EXERCISE INSTRUCTIONS: Restate all data exactly. No images.

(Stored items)
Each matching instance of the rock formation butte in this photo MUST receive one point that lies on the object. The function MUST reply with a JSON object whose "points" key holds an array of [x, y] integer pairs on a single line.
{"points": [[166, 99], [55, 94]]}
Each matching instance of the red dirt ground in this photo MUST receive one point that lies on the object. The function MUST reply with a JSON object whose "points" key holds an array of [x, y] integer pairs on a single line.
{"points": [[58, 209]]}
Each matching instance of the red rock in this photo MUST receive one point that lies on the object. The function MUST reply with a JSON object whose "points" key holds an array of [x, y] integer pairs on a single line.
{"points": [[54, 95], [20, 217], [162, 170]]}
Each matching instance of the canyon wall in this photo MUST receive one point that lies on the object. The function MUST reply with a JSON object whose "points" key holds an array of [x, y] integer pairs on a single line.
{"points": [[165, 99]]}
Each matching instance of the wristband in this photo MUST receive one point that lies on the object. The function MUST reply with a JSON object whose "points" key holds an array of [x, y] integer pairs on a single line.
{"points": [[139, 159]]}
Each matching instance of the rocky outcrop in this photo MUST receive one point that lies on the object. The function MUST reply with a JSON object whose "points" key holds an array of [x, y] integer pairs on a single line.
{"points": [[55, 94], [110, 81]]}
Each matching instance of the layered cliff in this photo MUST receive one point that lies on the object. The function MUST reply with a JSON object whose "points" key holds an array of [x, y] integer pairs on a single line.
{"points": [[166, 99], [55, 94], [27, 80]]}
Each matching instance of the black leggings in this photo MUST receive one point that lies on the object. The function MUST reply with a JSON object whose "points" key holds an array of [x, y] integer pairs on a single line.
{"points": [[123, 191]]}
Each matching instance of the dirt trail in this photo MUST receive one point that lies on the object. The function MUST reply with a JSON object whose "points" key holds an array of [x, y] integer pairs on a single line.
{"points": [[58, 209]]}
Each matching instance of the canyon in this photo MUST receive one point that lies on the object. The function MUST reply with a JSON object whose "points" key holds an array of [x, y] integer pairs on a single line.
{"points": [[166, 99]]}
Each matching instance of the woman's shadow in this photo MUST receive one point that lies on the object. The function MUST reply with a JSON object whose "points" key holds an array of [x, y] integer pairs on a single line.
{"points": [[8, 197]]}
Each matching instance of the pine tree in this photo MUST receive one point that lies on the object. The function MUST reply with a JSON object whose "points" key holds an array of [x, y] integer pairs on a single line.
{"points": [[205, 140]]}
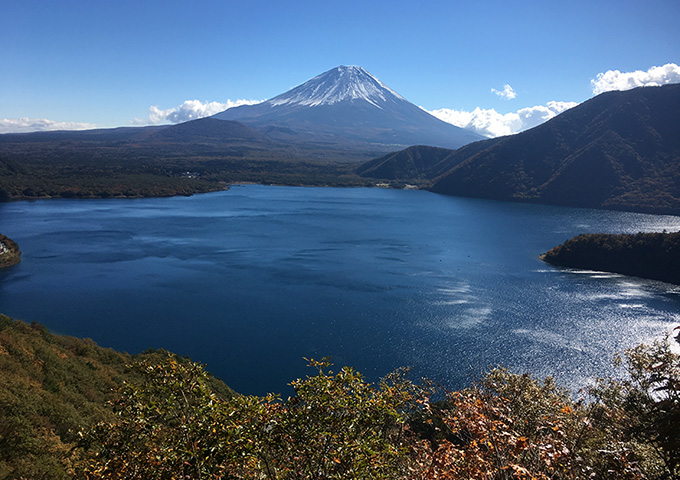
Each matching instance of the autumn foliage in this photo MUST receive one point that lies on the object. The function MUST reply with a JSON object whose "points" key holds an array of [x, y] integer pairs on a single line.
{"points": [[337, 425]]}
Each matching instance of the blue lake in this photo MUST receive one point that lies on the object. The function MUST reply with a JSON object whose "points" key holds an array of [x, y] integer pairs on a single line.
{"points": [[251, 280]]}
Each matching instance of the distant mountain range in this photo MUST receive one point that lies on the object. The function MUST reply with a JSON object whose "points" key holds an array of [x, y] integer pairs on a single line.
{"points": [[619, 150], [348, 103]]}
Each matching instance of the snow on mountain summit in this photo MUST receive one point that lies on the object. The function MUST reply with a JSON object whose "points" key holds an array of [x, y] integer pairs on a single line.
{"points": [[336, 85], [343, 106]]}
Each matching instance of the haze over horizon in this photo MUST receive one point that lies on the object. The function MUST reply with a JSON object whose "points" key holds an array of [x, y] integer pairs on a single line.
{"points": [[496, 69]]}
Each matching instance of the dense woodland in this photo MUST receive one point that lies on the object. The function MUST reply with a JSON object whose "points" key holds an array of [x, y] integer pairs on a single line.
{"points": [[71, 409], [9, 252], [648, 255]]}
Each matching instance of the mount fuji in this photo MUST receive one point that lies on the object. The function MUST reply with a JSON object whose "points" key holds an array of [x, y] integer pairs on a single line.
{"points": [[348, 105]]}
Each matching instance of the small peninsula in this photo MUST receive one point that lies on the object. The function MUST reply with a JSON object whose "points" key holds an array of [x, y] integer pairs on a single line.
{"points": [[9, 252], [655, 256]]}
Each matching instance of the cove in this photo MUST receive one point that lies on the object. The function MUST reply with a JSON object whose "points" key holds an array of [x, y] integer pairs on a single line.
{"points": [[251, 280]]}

ANSWER SECTION:
Each matching instance of the rock formation butte in this photo MUST receive one point that lies on the object. The function MUST reply with a JSON object whose "points" key holds an array of [x, y] integer pairs on a single line.
{"points": [[166, 99], [55, 94]]}
Each matching instance of the red dirt ground in this photo MUST receive one point that lies on the object. The function MUST reply with a JSON object whose "points" key holds an array of [x, y] integer pairs on a single line.
{"points": [[58, 209]]}
Each matching instance of the red rock in this photo MUST receive one point that lies on the object. The function MUST reply with a JSON object whose "points" key holds an array of [x, y] integer pairs on a single line.
{"points": [[54, 95], [20, 217], [162, 170]]}
Each matching instance of the canyon wall in this photo MUST receive one point that lies on the object. The function MUST reply with a JSON object whose "points" key holds an array of [x, y] integer pairs on a single line.
{"points": [[165, 99]]}
Each matching instance of the wristband in this photo MUST receive one point that lies on the object. The function MUST reply with a JSON object whose "points" key holds an array of [x, y] integer pairs on a single line.
{"points": [[139, 159]]}
Each matching instance of the rocky outcrop in this photo MUST receive one point that lies on the object. The function MUST reply with a JSON object whose "points" key holds an array of [x, y] integer pairs on a single line.
{"points": [[55, 94], [110, 81]]}
Each matching instance of the layered cliff in this photo MUST receive one point that lies on the object. The function MUST reply with a JSON object whose "points" key holds an array of [x, y] integer pairs on a single line.
{"points": [[166, 99], [55, 94], [27, 80]]}
Each matching instance of the black leggings in this photo MUST receive one point that lies on the object. The function MUST reply with a JSON object whose "points" key holds an array of [x, y] integer pairs on a single line.
{"points": [[123, 191]]}
Each matching instance of the dirt trail in this photo MUST receive one point that lies on the object. The function MUST reply with a JSON object whose "points" key holds an array of [x, y] integer pairs on a single line.
{"points": [[58, 209]]}
Each matching instance of the canyon in this photo MUST receive one point that lies on the object. The function MUST reply with a JSON object whose "points" key holds an array of [x, y] integer pairs on a single line.
{"points": [[166, 99]]}
Each matching instance of the woman's shadow in this photo MUST receive one point that lies on the object. The function MUST reply with a JSON object whose "points" key holds an array of [x, y] integer pairs on a single line.
{"points": [[8, 197]]}
Each matching instance of the pine tree in this photo MUST receive one point that lies on the object. The function MUST reply with a JSON object whose "points" key holds an array of [x, y] integer pairs on a single line.
{"points": [[205, 140]]}
Each matching instance of the autumn foliage in this photo MUST receive one point that lies on the object. The function MUST reply with a JSON object whose "points" key holds an array of [x, y] integer pairs on a single line.
{"points": [[337, 425]]}
Each matching instance of the blue lake in this photo MUST receive one point that lies on the object. The function MUST reply with a JSON object whose "points" key holds an array of [x, y] integer pairs on a single line.
{"points": [[251, 280]]}
Each matching instance of the distant mountain range in this photo MUST receive one point that lies on the object. The function MUST reply with a JSON object whose "points" key holds an array of [x, y] integer pairs on a single line.
{"points": [[619, 150], [348, 103]]}
Each matching instance of the snow on mountain summit in this photo MUST receive one point that lies on the object. The function MUST reply with a JSON object whose "points" key holds an array of [x, y] integer pairs on a single line.
{"points": [[336, 85], [343, 106]]}
Each matching instance of the haze over horizon in this photo MUST receive one point that lies on the object. The function MUST reply with a JSON object whose "points" key holds an array of [x, y] integer pairs on a single line.
{"points": [[496, 69]]}
Each matching instance of the dense woodland in this photo MUST receive one point that lies on the object. The function MUST reply with a JSON object whose "points" key holds an array of [x, y] integer pairs on a single line.
{"points": [[71, 409], [9, 252], [648, 255]]}
Each matching instance of the mount fuji in this photo MUST receive one point that lies on the object. The function MUST reply with a JSON object whose "points" key holds an array of [x, y] integer pairs on a single line.
{"points": [[348, 105]]}
Each matching instance of the small peninsula in this photo MUST receive one point that lies on the object. The function MUST reply with a JSON object whose "points" key holds an array of [x, y] integer pairs on a single line.
{"points": [[9, 252], [655, 256]]}
Each matching instance of the cove in this photo MUST receive one point that lies on the object. The function MUST reply with a JSON object whose "points" key holds an array of [x, y] integer pairs on a single line.
{"points": [[251, 280]]}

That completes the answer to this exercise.